Aim of the exercise →
Copy the lines below as they are; omit the images they contain.

Records supplied →
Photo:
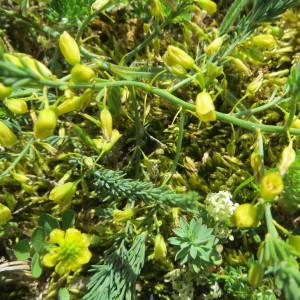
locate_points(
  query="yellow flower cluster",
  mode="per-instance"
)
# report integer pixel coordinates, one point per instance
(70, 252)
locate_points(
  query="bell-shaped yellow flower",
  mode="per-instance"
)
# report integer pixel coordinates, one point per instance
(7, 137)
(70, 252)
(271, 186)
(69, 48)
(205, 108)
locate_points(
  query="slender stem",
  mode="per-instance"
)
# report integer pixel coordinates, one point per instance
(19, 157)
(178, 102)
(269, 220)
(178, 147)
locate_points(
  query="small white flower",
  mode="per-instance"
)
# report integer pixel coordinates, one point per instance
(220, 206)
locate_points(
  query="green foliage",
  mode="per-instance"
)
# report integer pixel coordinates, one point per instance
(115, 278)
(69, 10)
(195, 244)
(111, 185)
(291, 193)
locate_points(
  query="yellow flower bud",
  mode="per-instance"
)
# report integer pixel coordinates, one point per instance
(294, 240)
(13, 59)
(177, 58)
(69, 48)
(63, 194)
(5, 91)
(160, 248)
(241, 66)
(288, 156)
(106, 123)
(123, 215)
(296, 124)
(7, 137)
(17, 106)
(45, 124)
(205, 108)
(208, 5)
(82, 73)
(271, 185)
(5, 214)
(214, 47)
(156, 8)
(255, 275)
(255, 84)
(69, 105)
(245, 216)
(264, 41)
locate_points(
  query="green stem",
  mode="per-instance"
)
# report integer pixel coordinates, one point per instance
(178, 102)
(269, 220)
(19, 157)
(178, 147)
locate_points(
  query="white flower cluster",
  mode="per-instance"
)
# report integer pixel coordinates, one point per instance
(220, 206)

Result for this task →
Photo:
locate_points(
  query="yellow flower cluster",
  mode="per-instance"
)
# report integer pixel coordinates, one point per instance
(70, 252)
locate_points(
  query="bell-shaped yellow flower",
  mode="per-instance"
)
# report integer pixel coordinates, one point per instance
(7, 137)
(70, 252)
(271, 186)
(69, 48)
(205, 108)
locate_points(
  query="slender stem",
  mode="per-instance"
)
# report integer pixel coordinates, one point per instance
(19, 157)
(178, 102)
(269, 220)
(178, 147)
locate_points(
  query="small white flower",
  mode="per-instance"
)
# report integer pixel coordinates, one point per instance
(220, 206)
locate_points(
  query="green foliage",
  mode="per-instance"
)
# report integer pixel coordinates, one point per instance
(115, 278)
(69, 10)
(195, 244)
(111, 185)
(291, 193)
locate_points(
  query="yellow flower bud",
  mode="per-instance"
)
# report integer pixel coordinates, one point per instance
(294, 240)
(13, 59)
(177, 58)
(69, 48)
(63, 194)
(5, 91)
(160, 248)
(241, 66)
(288, 156)
(106, 123)
(123, 215)
(296, 124)
(7, 137)
(17, 106)
(45, 124)
(205, 108)
(208, 5)
(82, 73)
(271, 185)
(5, 214)
(214, 47)
(156, 8)
(255, 275)
(255, 84)
(69, 105)
(245, 216)
(264, 41)
locate_points(
  query="green stem",
  mode="per-instance"
)
# report integer pixel coordinates, one point per instance
(178, 102)
(269, 220)
(19, 157)
(178, 147)
locate_points(
  query="white flower cluster",
  mode="per-instance"
)
# report integer pixel coordinates, one point per instance
(220, 206)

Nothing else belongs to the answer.